> **WHAT YOU SHOULD DO**
Return every one of the following records verbatim, reproducing each line without any alteration.

> **DATA**
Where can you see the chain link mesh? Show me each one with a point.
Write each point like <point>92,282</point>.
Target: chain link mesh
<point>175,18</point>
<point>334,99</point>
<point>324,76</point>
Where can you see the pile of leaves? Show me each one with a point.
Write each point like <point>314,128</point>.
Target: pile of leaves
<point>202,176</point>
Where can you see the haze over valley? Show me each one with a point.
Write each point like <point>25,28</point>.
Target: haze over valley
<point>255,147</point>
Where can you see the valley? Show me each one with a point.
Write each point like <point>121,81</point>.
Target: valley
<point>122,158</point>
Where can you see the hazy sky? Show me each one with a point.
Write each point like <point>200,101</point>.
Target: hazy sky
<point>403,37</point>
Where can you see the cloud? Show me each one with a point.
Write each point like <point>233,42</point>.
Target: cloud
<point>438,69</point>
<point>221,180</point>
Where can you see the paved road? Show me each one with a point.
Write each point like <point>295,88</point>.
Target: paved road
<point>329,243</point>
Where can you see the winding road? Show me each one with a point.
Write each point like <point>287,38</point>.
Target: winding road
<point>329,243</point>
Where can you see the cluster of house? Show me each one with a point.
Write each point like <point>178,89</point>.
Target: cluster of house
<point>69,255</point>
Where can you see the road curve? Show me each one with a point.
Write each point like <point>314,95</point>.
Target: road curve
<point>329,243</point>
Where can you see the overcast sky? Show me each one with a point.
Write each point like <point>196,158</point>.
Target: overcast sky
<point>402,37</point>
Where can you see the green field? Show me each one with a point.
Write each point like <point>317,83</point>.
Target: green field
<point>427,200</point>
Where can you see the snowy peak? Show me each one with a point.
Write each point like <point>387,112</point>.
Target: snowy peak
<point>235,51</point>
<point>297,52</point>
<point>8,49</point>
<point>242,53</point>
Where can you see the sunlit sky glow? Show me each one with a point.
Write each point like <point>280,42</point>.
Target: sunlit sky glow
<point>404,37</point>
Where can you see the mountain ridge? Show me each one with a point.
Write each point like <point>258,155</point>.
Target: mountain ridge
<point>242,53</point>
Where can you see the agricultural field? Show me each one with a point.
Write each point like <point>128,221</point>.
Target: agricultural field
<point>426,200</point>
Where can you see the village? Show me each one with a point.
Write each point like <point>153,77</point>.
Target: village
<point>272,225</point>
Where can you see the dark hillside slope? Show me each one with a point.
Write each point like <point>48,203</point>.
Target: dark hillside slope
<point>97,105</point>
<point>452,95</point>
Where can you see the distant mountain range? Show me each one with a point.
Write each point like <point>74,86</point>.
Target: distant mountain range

> **WRITTEN RESPONSE**
Where can you see the chain link mesh? Show me each one with a point.
Write each point like <point>92,282</point>.
Target: chain link mesh
<point>175,18</point>
<point>334,99</point>
<point>324,76</point>
Where can you see the pile of leaves? Show me each one with a point.
Write each point like <point>314,128</point>.
Target: pile of leaves
<point>202,176</point>
Where can you see the haze over valley? Show me each one with a point.
Write each point like <point>25,28</point>.
Target: haze over valley
<point>255,147</point>
Where can you see the valley? Show me each one with a point.
Write each point like <point>121,81</point>.
Target: valley
<point>122,158</point>
Where can you see the hazy sky? Show me each one with a point.
Write each point like <point>200,101</point>.
Target: hazy sky
<point>403,37</point>
Where can you see the cloud? Show me each one with a point.
Write each point like <point>233,42</point>.
Target: cloud
<point>438,69</point>
<point>221,180</point>
Where can you see the paved road? Show me each one with a point.
Write each point like <point>295,88</point>.
Target: paved road
<point>329,243</point>
Where can you see the winding road? Show me each one with a point.
Write each point like <point>287,38</point>.
Target: winding road
<point>329,243</point>
Where can you see the cluster of house? Show me each one with a point.
Write each point like <point>178,89</point>.
Target: cluster of house
<point>69,255</point>
Where can you see the road curve? Show me each one with a point.
Write each point like <point>314,95</point>.
Target: road curve
<point>329,243</point>
Where can you see the overcast sky? Show me each one with a point.
Write each point like <point>196,158</point>.
Target: overcast sky
<point>402,37</point>
Where can you see the green field? Show me each one with a point.
Write each point like <point>317,83</point>.
Target: green field
<point>427,200</point>
Where can you see the snowy peak? Show me each one with a point.
Write each point like <point>387,112</point>.
Target: snowy peak
<point>235,51</point>
<point>297,52</point>
<point>8,49</point>
<point>242,53</point>
Where can you see the sunlit sky glow? Show me each one with a point.
Write each point like <point>280,42</point>.
Target: sunlit sky glow
<point>404,37</point>
Where can you see the mountain ridge? Show me each one with a point.
Write each point like <point>258,155</point>.
Target: mountain ridge
<point>242,53</point>
Where can you see the agricultural field? Show me each one with a point.
Write each point like <point>128,221</point>.
Target: agricultural field
<point>426,200</point>
Where can you see the village? Show me each one with a point.
Write each point like <point>153,77</point>.
Target: village
<point>272,225</point>
Where can you see the dark hillside slope? Show me each one with a point.
Write each point like <point>48,203</point>.
Target: dark hillside slope
<point>97,105</point>
<point>452,95</point>
Where can you see the distant mountain range? Show me each one with a point.
Write each point like <point>74,86</point>.
Target: distant mountain range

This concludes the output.